_Input data_.
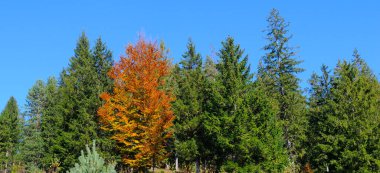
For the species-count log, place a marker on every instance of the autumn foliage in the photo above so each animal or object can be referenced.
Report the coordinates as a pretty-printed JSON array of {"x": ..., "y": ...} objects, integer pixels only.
[{"x": 138, "y": 111}]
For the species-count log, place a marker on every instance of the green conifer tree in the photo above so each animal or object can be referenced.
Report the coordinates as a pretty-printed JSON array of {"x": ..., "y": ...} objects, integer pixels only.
[
  {"x": 347, "y": 126},
  {"x": 188, "y": 108},
  {"x": 10, "y": 131},
  {"x": 278, "y": 73},
  {"x": 32, "y": 142}
]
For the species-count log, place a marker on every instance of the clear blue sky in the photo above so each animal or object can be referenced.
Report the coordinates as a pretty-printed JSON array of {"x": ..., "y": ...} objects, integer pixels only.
[{"x": 37, "y": 38}]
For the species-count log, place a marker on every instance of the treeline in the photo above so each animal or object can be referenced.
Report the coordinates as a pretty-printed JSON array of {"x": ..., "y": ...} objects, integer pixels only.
[{"x": 199, "y": 115}]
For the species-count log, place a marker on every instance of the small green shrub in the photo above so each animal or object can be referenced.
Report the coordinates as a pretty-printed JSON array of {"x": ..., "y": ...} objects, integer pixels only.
[{"x": 92, "y": 163}]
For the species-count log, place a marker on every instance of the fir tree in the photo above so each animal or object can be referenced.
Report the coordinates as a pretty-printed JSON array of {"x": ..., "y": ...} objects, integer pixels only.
[
  {"x": 188, "y": 108},
  {"x": 278, "y": 73},
  {"x": 10, "y": 130},
  {"x": 32, "y": 143},
  {"x": 80, "y": 88},
  {"x": 347, "y": 138},
  {"x": 52, "y": 127},
  {"x": 235, "y": 82}
]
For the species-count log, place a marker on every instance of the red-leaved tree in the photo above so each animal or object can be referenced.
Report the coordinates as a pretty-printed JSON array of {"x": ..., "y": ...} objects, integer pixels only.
[{"x": 138, "y": 111}]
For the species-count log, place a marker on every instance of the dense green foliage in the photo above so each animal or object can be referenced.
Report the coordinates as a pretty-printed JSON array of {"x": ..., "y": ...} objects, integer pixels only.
[
  {"x": 278, "y": 74},
  {"x": 226, "y": 118},
  {"x": 10, "y": 131},
  {"x": 344, "y": 121},
  {"x": 92, "y": 162}
]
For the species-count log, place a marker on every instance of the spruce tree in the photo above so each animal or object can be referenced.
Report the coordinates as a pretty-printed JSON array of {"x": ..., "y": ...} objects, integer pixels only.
[
  {"x": 278, "y": 73},
  {"x": 348, "y": 125},
  {"x": 32, "y": 143},
  {"x": 235, "y": 81},
  {"x": 80, "y": 87},
  {"x": 188, "y": 108},
  {"x": 10, "y": 130},
  {"x": 52, "y": 127}
]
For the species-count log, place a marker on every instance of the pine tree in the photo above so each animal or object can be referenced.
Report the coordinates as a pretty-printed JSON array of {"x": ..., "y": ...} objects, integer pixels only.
[
  {"x": 188, "y": 108},
  {"x": 92, "y": 163},
  {"x": 347, "y": 137},
  {"x": 10, "y": 130},
  {"x": 52, "y": 127},
  {"x": 236, "y": 137},
  {"x": 79, "y": 89},
  {"x": 32, "y": 142},
  {"x": 278, "y": 74}
]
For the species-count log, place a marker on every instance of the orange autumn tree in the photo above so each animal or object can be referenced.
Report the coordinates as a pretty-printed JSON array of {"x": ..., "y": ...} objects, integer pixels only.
[{"x": 138, "y": 111}]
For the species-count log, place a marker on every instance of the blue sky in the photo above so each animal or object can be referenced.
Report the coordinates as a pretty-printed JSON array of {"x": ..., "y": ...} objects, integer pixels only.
[{"x": 37, "y": 38}]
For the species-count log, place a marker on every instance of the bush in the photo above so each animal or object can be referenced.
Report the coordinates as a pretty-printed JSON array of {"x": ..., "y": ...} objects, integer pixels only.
[{"x": 92, "y": 163}]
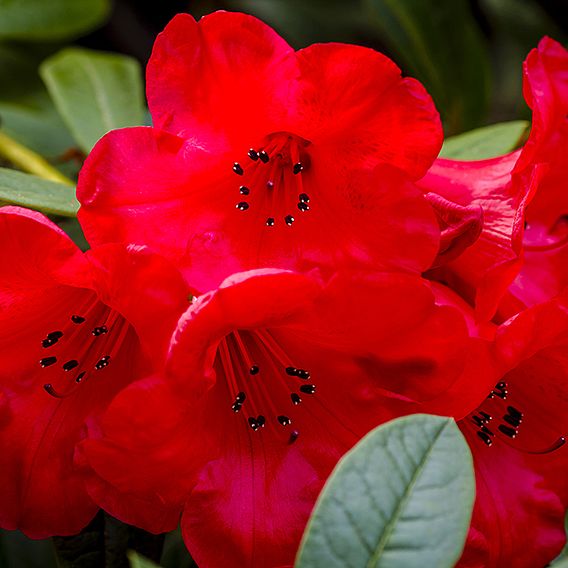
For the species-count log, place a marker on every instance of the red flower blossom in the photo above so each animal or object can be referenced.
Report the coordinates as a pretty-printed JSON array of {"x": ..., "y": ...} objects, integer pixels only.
[
  {"x": 261, "y": 156},
  {"x": 270, "y": 379},
  {"x": 74, "y": 329},
  {"x": 525, "y": 187},
  {"x": 518, "y": 439}
]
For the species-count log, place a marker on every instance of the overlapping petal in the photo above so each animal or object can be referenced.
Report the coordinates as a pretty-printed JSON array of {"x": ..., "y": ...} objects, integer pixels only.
[
  {"x": 65, "y": 353},
  {"x": 270, "y": 379},
  {"x": 517, "y": 437},
  {"x": 519, "y": 257},
  {"x": 323, "y": 142}
]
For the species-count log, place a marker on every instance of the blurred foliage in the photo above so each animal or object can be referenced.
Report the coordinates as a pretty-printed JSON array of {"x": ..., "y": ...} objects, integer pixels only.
[{"x": 468, "y": 54}]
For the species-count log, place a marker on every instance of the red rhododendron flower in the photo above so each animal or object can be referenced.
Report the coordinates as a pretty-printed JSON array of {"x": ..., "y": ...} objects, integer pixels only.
[
  {"x": 262, "y": 156},
  {"x": 270, "y": 379},
  {"x": 526, "y": 186},
  {"x": 74, "y": 329},
  {"x": 517, "y": 437}
]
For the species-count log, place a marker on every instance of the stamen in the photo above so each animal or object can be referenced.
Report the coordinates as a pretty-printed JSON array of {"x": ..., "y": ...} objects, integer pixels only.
[
  {"x": 70, "y": 365},
  {"x": 47, "y": 361}
]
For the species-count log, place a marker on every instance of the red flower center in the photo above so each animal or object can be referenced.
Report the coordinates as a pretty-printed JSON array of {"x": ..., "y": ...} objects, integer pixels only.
[
  {"x": 272, "y": 180},
  {"x": 85, "y": 343},
  {"x": 264, "y": 384},
  {"x": 502, "y": 417}
]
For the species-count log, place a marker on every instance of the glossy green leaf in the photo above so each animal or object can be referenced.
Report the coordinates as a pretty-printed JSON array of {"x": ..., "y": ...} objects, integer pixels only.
[
  {"x": 402, "y": 498},
  {"x": 37, "y": 193},
  {"x": 94, "y": 92},
  {"x": 139, "y": 561},
  {"x": 26, "y": 110},
  {"x": 486, "y": 142},
  {"x": 50, "y": 19},
  {"x": 440, "y": 44},
  {"x": 562, "y": 559}
]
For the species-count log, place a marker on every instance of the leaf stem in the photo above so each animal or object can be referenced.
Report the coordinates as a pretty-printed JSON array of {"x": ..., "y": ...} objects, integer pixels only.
[{"x": 29, "y": 161}]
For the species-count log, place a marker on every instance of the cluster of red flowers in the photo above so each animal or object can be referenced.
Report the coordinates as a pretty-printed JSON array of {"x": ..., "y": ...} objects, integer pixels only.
[{"x": 279, "y": 265}]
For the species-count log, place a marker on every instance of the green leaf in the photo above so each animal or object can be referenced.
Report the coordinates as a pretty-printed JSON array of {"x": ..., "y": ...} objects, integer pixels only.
[
  {"x": 94, "y": 92},
  {"x": 50, "y": 20},
  {"x": 31, "y": 191},
  {"x": 561, "y": 560},
  {"x": 486, "y": 142},
  {"x": 440, "y": 44},
  {"x": 26, "y": 110},
  {"x": 139, "y": 561},
  {"x": 402, "y": 498}
]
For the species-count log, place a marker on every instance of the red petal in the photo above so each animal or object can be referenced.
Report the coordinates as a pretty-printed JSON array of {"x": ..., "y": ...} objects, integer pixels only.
[
  {"x": 514, "y": 499},
  {"x": 146, "y": 289},
  {"x": 485, "y": 269},
  {"x": 226, "y": 79},
  {"x": 378, "y": 117},
  {"x": 45, "y": 281}
]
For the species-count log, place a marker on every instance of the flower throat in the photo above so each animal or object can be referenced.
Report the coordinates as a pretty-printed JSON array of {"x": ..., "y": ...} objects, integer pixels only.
[{"x": 272, "y": 180}]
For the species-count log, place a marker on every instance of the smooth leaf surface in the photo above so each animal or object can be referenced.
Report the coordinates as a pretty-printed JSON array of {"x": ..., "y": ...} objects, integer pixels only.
[
  {"x": 440, "y": 44},
  {"x": 94, "y": 92},
  {"x": 50, "y": 19},
  {"x": 486, "y": 142},
  {"x": 31, "y": 191},
  {"x": 402, "y": 498}
]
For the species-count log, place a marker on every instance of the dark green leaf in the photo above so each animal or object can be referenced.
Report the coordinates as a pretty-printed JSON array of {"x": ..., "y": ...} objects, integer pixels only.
[
  {"x": 486, "y": 142},
  {"x": 31, "y": 191},
  {"x": 139, "y": 561},
  {"x": 402, "y": 498},
  {"x": 94, "y": 92},
  {"x": 107, "y": 542},
  {"x": 50, "y": 19},
  {"x": 26, "y": 110},
  {"x": 440, "y": 44}
]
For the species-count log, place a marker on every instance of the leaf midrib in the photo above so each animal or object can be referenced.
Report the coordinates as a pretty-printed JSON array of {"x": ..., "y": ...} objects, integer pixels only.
[{"x": 385, "y": 537}]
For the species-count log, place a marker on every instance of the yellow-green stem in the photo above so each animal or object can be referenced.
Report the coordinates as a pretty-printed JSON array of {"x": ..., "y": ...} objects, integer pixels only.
[{"x": 28, "y": 161}]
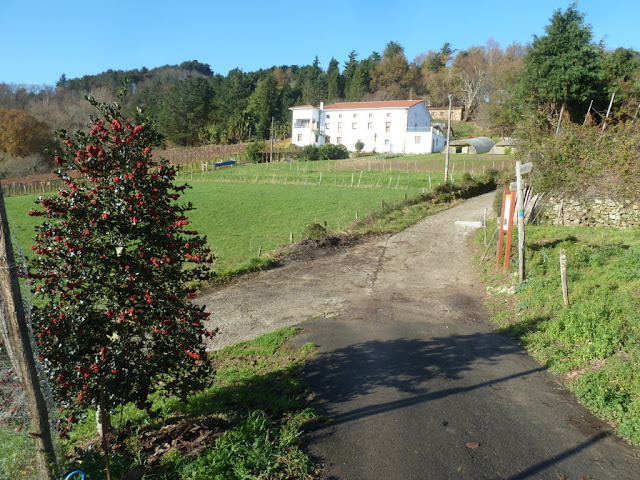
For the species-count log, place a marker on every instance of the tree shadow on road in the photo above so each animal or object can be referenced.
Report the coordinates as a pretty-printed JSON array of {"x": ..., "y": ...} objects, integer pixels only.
[{"x": 417, "y": 371}]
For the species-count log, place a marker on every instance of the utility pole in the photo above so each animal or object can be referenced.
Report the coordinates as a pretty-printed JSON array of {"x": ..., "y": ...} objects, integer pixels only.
[
  {"x": 20, "y": 343},
  {"x": 271, "y": 154},
  {"x": 446, "y": 162}
]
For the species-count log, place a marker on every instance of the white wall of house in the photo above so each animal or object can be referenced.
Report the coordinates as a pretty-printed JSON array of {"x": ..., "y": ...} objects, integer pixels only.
[
  {"x": 306, "y": 127},
  {"x": 383, "y": 129}
]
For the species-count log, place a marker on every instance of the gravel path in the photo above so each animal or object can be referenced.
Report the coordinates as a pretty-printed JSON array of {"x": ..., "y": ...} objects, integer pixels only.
[{"x": 416, "y": 381}]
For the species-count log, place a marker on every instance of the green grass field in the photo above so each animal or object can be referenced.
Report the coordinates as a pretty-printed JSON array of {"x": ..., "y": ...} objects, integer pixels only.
[{"x": 250, "y": 206}]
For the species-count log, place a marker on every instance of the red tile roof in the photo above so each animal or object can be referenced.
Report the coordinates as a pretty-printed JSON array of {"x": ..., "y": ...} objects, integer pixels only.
[{"x": 378, "y": 104}]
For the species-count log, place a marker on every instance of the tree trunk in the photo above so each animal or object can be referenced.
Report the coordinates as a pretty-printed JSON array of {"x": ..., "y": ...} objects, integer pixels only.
[{"x": 20, "y": 342}]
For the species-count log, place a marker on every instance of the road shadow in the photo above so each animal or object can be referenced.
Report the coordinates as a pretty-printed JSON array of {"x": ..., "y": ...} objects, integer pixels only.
[{"x": 407, "y": 366}]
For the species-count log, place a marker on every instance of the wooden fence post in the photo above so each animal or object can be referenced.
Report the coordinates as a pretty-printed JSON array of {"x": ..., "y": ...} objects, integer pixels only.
[
  {"x": 563, "y": 277},
  {"x": 20, "y": 343}
]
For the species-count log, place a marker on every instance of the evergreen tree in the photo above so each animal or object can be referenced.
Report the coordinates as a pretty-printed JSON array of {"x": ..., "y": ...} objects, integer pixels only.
[
  {"x": 113, "y": 267},
  {"x": 263, "y": 105},
  {"x": 334, "y": 82},
  {"x": 562, "y": 68},
  {"x": 186, "y": 110}
]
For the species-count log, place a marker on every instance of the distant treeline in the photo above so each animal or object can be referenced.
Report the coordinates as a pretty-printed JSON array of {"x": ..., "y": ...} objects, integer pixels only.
[{"x": 563, "y": 70}]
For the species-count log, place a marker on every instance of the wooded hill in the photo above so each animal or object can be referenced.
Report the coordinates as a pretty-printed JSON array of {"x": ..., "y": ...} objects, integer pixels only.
[{"x": 499, "y": 87}]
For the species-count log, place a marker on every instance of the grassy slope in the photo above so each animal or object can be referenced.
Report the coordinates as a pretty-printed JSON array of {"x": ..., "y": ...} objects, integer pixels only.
[
  {"x": 244, "y": 208},
  {"x": 595, "y": 341}
]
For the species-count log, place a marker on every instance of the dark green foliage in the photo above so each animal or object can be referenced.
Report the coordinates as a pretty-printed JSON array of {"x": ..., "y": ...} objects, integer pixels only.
[
  {"x": 254, "y": 151},
  {"x": 310, "y": 153},
  {"x": 331, "y": 151},
  {"x": 186, "y": 109},
  {"x": 596, "y": 338},
  {"x": 263, "y": 105},
  {"x": 622, "y": 73},
  {"x": 563, "y": 67},
  {"x": 314, "y": 231},
  {"x": 583, "y": 161}
]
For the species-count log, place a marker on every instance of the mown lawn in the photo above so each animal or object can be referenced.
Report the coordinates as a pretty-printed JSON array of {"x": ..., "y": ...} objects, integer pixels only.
[{"x": 244, "y": 208}]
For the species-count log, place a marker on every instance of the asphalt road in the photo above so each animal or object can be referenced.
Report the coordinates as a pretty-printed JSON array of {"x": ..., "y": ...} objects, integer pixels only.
[{"x": 417, "y": 383}]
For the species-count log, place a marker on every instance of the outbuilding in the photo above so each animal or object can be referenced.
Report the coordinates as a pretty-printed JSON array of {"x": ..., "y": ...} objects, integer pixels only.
[
  {"x": 503, "y": 147},
  {"x": 471, "y": 145}
]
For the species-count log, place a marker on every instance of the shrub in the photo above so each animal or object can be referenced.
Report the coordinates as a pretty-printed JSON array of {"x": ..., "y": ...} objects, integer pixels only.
[
  {"x": 330, "y": 151},
  {"x": 254, "y": 151},
  {"x": 584, "y": 162},
  {"x": 310, "y": 152}
]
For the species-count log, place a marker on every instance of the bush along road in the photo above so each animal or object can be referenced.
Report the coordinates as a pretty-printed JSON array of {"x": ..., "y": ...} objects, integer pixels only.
[{"x": 414, "y": 380}]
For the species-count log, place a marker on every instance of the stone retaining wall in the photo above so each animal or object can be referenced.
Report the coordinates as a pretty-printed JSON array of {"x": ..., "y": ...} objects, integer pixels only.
[{"x": 594, "y": 213}]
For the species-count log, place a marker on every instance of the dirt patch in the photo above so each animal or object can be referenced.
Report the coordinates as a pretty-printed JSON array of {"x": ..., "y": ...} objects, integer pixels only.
[
  {"x": 190, "y": 436},
  {"x": 336, "y": 275}
]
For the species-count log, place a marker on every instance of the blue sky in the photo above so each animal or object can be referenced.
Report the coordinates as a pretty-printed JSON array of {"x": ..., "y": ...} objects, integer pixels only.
[{"x": 42, "y": 39}]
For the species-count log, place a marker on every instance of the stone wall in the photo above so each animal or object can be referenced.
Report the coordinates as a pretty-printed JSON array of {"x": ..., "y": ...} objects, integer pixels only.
[{"x": 594, "y": 213}]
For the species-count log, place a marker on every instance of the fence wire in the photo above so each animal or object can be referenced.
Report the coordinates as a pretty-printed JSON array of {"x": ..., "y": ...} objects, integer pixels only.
[{"x": 17, "y": 450}]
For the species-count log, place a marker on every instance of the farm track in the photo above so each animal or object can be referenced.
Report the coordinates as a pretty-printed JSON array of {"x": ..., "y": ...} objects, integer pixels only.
[{"x": 416, "y": 381}]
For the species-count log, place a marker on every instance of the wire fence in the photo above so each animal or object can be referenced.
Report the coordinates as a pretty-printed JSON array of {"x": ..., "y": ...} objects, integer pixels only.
[{"x": 17, "y": 449}]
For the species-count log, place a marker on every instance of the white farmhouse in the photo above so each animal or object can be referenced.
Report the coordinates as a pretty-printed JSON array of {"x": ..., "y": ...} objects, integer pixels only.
[{"x": 396, "y": 126}]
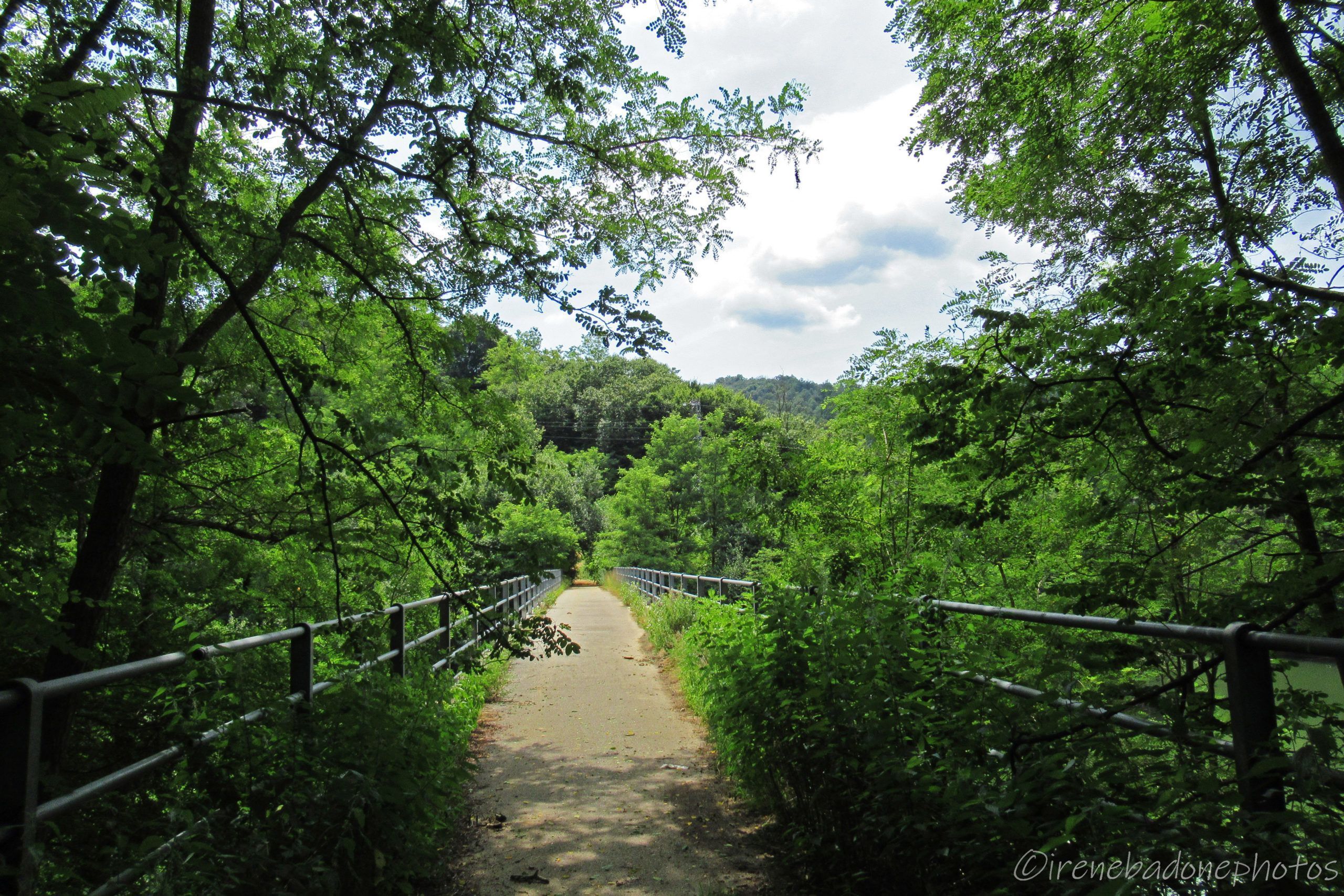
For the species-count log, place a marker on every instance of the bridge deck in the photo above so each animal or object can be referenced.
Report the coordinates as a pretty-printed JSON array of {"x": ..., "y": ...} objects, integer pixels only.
[{"x": 575, "y": 758}]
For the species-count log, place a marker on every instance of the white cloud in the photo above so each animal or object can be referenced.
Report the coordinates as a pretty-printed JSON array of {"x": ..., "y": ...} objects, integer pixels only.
[{"x": 866, "y": 242}]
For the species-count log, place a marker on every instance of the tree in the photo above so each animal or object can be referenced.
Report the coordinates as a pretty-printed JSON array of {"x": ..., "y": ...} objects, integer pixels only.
[
  {"x": 1171, "y": 349},
  {"x": 181, "y": 193}
]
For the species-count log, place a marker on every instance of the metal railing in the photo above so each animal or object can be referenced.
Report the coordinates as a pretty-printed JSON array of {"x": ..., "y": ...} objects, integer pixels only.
[
  {"x": 655, "y": 583},
  {"x": 1245, "y": 653},
  {"x": 23, "y": 809}
]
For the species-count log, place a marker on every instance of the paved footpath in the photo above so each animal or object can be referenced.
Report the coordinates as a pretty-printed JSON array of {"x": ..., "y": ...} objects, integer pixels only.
[{"x": 604, "y": 778}]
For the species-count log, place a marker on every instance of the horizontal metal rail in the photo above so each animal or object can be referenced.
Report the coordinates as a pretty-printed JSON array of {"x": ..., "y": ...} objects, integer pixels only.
[
  {"x": 655, "y": 583},
  {"x": 1245, "y": 655},
  {"x": 22, "y": 703}
]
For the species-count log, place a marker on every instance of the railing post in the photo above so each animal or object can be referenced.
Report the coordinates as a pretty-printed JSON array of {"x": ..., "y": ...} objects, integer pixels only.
[
  {"x": 301, "y": 664},
  {"x": 397, "y": 626},
  {"x": 20, "y": 746},
  {"x": 1251, "y": 699},
  {"x": 445, "y": 623}
]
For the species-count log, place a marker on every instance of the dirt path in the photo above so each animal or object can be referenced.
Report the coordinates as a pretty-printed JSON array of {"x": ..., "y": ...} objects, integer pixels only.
[{"x": 603, "y": 775}]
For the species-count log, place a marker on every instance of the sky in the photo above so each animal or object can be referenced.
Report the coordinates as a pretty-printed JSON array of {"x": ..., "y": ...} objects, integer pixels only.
[{"x": 866, "y": 242}]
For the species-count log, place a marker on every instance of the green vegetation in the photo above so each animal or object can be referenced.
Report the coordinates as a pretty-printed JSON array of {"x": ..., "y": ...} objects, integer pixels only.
[
  {"x": 244, "y": 381},
  {"x": 784, "y": 394},
  {"x": 1144, "y": 424}
]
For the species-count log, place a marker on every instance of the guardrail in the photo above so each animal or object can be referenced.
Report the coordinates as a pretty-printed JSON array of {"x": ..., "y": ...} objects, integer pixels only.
[
  {"x": 22, "y": 805},
  {"x": 1245, "y": 653},
  {"x": 655, "y": 583}
]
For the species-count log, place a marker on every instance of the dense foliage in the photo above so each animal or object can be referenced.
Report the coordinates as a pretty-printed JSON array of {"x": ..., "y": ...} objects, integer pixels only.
[
  {"x": 1147, "y": 422},
  {"x": 243, "y": 373},
  {"x": 784, "y": 394}
]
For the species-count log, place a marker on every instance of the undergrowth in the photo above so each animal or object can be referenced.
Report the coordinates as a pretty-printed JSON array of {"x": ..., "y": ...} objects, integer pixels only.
[{"x": 839, "y": 715}]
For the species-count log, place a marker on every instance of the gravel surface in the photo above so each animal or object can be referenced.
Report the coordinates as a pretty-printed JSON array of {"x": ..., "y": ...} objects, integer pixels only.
[{"x": 603, "y": 777}]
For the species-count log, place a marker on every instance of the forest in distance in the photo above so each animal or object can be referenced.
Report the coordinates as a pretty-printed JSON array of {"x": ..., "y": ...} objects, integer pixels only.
[{"x": 248, "y": 381}]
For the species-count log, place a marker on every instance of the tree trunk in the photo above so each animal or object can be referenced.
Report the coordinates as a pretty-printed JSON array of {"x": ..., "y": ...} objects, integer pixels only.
[{"x": 99, "y": 555}]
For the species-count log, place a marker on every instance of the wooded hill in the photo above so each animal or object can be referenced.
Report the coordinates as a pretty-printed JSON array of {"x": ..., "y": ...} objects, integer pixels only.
[{"x": 245, "y": 382}]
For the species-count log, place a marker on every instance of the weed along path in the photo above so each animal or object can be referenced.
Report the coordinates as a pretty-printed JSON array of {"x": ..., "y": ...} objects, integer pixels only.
[{"x": 601, "y": 775}]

_Instruction_. Find the line containing "of the forest", then output it and every line after it to the end of the data, exactly.

_Exercise output_.
For the species-count log, place a marker on every instance of the forest in distance in the photo above so each animal or object can be referenced.
Report the coordinates as a pretty-printed JSON array of {"x": ..., "y": ...} objects, integer pixels only.
[{"x": 248, "y": 381}]
For the species-count log, place a marker on every instance of the tree trunk in the photo above so each animal or object can be referenced.
Report the coordinates as a pretty-printed JSON array of {"x": ..., "y": ...} objects, integer pixels only.
[{"x": 99, "y": 555}]
For the species-count log, place a marker on every instance of the wooded hill in the photo above so each animal or object can be referenced.
Report the coordinates as a pretty-printed JSON array of {"x": ..., "y": ...} objects, integer pixels only.
[{"x": 245, "y": 382}]
For the species-count log, place a marker on every instance of the weed along path in the photo above so each animal or object can be referenced.
Report the coordinates as a pretty-printed JSON array of {"x": ..., "y": ...} objects, integer pixels only.
[{"x": 601, "y": 775}]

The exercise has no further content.